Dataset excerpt
.....
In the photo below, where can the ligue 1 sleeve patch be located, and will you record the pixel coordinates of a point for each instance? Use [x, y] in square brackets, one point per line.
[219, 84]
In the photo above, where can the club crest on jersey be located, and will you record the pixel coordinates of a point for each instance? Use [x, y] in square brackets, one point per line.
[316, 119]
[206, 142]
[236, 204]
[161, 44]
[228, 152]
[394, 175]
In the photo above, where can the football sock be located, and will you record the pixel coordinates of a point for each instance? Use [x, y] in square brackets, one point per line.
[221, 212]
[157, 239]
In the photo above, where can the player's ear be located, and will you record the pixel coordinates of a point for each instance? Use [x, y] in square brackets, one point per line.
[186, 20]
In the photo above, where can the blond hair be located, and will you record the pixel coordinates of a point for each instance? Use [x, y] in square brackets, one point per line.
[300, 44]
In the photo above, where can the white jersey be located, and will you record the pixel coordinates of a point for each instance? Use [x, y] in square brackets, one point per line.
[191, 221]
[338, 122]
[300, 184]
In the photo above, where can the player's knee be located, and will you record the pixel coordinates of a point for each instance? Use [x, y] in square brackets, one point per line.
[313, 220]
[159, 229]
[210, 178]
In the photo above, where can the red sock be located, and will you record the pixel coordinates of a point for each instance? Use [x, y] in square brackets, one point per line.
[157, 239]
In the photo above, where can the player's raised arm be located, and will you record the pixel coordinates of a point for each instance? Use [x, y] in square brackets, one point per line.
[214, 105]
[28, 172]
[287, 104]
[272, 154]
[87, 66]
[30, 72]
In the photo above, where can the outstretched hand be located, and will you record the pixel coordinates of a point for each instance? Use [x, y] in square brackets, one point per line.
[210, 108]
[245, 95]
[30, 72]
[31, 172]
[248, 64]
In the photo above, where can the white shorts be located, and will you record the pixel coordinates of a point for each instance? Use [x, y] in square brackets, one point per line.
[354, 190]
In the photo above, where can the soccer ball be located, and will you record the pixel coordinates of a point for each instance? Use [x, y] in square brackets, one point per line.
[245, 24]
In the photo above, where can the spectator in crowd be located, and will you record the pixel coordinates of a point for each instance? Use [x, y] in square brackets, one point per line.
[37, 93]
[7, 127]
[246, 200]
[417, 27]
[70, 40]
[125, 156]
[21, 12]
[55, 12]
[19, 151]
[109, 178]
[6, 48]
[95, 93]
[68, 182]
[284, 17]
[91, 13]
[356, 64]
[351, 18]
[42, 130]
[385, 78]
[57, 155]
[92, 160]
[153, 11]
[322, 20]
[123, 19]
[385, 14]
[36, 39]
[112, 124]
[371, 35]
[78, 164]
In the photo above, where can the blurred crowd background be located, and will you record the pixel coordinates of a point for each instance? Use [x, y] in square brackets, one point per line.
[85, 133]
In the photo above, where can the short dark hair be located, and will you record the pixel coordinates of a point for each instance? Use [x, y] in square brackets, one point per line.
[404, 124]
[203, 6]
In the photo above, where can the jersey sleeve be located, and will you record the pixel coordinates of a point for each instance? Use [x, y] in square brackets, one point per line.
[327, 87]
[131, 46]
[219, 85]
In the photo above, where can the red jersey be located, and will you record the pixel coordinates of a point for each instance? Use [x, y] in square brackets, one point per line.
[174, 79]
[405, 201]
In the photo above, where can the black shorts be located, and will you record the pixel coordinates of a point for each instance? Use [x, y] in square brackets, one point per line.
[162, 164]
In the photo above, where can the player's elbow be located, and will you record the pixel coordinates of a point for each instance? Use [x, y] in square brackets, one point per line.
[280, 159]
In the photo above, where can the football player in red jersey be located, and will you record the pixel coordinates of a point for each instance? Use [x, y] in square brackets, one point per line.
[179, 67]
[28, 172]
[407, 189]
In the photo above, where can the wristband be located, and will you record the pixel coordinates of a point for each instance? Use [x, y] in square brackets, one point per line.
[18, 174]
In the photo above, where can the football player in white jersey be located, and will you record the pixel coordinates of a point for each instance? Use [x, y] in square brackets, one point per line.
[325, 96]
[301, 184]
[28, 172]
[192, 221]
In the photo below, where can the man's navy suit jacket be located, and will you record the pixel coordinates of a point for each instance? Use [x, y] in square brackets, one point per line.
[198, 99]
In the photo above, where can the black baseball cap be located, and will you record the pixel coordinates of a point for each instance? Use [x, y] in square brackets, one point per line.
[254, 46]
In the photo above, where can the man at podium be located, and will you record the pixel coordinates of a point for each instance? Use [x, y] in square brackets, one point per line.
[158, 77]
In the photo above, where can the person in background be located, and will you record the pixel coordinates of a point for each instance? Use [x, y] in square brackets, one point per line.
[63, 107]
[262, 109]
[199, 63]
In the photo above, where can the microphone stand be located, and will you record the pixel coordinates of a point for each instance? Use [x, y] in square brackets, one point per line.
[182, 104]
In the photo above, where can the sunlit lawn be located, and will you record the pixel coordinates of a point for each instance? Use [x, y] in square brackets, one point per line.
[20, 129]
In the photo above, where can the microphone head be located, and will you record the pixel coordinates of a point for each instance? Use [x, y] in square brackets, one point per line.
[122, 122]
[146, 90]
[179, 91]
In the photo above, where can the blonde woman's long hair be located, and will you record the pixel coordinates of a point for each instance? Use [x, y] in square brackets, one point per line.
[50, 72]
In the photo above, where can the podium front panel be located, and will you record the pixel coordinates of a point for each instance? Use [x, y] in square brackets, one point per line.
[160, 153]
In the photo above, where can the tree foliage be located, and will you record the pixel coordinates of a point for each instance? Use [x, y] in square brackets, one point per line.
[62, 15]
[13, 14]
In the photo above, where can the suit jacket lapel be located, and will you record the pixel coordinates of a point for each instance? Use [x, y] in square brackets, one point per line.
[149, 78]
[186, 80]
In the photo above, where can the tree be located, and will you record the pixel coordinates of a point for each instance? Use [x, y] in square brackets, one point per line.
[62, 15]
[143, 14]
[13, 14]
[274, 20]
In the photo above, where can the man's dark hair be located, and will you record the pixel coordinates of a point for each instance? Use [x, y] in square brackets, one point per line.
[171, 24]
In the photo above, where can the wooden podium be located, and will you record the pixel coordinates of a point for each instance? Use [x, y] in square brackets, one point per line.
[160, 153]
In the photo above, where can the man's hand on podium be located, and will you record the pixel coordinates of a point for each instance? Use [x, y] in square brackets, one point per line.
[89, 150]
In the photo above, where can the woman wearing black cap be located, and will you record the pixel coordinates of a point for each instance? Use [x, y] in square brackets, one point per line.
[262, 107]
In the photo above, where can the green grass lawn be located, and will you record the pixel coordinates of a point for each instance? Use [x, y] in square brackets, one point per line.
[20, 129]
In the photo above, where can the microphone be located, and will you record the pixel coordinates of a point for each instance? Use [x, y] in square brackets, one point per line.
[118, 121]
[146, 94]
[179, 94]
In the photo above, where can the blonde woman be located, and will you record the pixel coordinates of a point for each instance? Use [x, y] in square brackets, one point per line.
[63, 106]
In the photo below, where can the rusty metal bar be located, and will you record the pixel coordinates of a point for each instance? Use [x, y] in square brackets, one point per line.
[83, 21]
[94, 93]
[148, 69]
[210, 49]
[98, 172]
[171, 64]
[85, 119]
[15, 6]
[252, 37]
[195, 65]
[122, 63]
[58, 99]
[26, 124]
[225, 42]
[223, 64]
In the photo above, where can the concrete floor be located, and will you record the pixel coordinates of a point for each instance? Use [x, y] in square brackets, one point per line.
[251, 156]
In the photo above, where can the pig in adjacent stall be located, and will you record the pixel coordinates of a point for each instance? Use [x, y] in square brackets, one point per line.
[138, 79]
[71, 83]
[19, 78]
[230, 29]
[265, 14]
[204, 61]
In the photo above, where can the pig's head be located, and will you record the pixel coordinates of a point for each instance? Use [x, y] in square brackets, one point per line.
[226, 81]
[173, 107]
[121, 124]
.....
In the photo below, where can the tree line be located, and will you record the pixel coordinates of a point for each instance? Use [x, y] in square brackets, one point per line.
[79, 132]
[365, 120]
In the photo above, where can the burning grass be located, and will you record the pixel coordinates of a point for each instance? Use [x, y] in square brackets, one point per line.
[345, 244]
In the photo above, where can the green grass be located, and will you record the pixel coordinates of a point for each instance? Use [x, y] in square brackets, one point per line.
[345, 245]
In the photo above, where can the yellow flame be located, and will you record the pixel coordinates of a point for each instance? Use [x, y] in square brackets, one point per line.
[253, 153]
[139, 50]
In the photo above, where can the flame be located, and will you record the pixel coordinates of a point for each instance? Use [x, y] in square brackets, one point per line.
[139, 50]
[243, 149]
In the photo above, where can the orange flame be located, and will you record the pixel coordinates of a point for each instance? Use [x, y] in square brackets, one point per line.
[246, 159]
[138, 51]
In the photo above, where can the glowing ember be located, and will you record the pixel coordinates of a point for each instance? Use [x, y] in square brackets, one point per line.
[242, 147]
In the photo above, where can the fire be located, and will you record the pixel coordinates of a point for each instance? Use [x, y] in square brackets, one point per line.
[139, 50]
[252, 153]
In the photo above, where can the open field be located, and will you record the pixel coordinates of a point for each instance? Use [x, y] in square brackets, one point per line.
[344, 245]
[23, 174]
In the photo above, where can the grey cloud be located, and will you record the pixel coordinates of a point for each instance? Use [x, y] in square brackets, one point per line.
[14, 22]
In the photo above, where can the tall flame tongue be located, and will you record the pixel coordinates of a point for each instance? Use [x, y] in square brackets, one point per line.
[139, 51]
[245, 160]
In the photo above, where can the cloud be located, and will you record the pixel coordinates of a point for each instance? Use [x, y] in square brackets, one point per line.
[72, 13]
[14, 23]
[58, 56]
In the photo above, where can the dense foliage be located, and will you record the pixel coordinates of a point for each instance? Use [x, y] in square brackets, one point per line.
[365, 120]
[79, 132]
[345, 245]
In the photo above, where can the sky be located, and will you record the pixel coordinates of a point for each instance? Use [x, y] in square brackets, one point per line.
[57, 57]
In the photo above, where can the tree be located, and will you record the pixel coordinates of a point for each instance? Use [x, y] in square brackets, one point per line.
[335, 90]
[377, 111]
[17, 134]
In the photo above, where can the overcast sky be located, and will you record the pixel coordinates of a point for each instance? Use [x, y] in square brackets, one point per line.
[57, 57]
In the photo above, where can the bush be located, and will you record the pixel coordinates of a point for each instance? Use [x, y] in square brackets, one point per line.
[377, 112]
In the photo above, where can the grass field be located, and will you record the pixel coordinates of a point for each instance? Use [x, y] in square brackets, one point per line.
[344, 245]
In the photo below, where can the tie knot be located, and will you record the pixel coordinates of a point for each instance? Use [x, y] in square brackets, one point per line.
.....
◆ Your objective ◆
Please state how many lines in the dataset excerpt contain the word "overcast". Reply with the number alone.

◆ Result ◆
1